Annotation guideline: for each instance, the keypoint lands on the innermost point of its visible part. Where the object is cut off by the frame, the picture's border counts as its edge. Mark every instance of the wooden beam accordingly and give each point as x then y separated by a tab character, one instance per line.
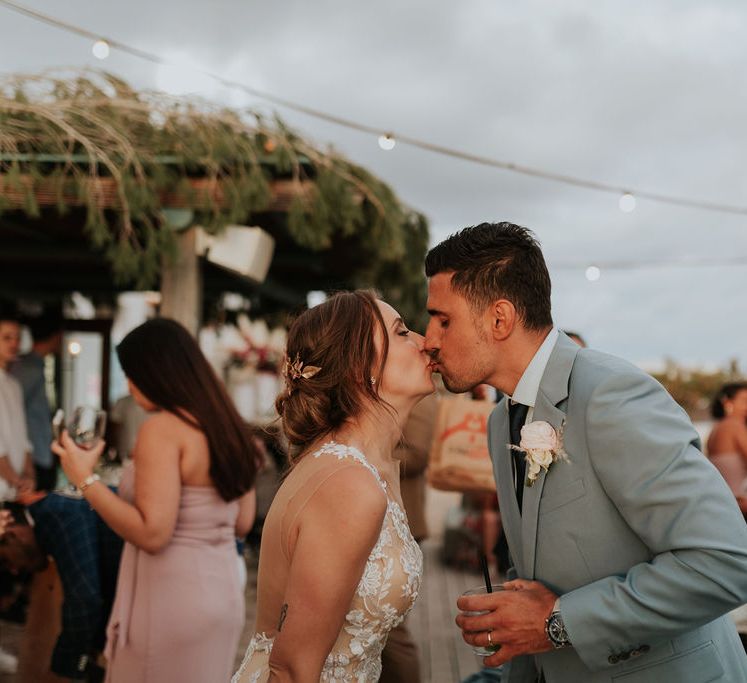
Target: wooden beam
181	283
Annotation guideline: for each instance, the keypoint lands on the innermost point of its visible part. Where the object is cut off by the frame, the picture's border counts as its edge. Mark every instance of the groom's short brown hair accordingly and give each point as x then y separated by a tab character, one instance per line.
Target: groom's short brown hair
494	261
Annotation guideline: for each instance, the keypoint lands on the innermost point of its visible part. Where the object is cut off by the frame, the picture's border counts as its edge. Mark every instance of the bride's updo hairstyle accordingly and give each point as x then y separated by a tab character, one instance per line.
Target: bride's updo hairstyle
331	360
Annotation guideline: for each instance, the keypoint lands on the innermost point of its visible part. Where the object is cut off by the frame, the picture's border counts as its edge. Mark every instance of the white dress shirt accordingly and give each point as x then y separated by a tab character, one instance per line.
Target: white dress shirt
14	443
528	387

━━━━━━

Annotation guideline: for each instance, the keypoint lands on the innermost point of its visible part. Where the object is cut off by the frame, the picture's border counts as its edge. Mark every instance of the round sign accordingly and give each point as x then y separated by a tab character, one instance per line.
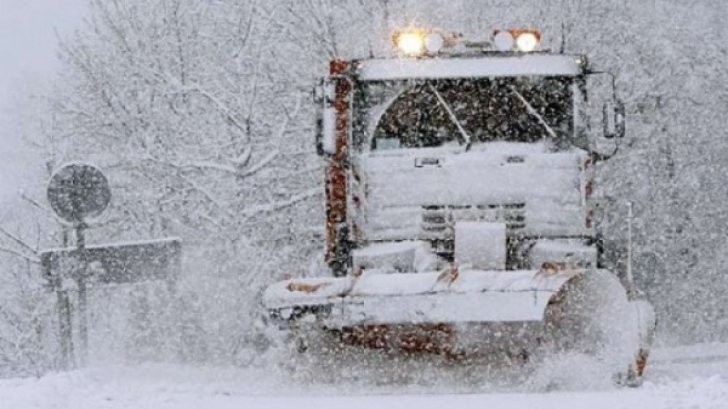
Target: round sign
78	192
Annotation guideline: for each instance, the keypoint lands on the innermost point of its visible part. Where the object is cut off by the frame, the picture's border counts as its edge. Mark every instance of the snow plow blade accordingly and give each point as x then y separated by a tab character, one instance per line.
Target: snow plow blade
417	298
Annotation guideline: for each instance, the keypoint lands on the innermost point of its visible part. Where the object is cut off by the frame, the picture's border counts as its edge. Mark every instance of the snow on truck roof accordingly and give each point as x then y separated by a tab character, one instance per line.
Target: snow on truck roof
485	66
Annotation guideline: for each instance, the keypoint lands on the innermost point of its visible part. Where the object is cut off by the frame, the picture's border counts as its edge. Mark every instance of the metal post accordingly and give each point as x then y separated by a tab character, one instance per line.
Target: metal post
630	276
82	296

━━━━━━

Quelles lignes des enregistrements contiennent la chaîne « truck » ? Renvoyez-les toutes, en tenant compte de la casse.

Annotation guideline: for each instance, the keypoint lands on the innermost point of its visible part. Where the object is cut off by the frame, the picture's border counts as its edge. Mark every instance of the snow on truck roof accordingly and give each point as x then y separated by a tab character, one instance per line.
Target: snow on truck roof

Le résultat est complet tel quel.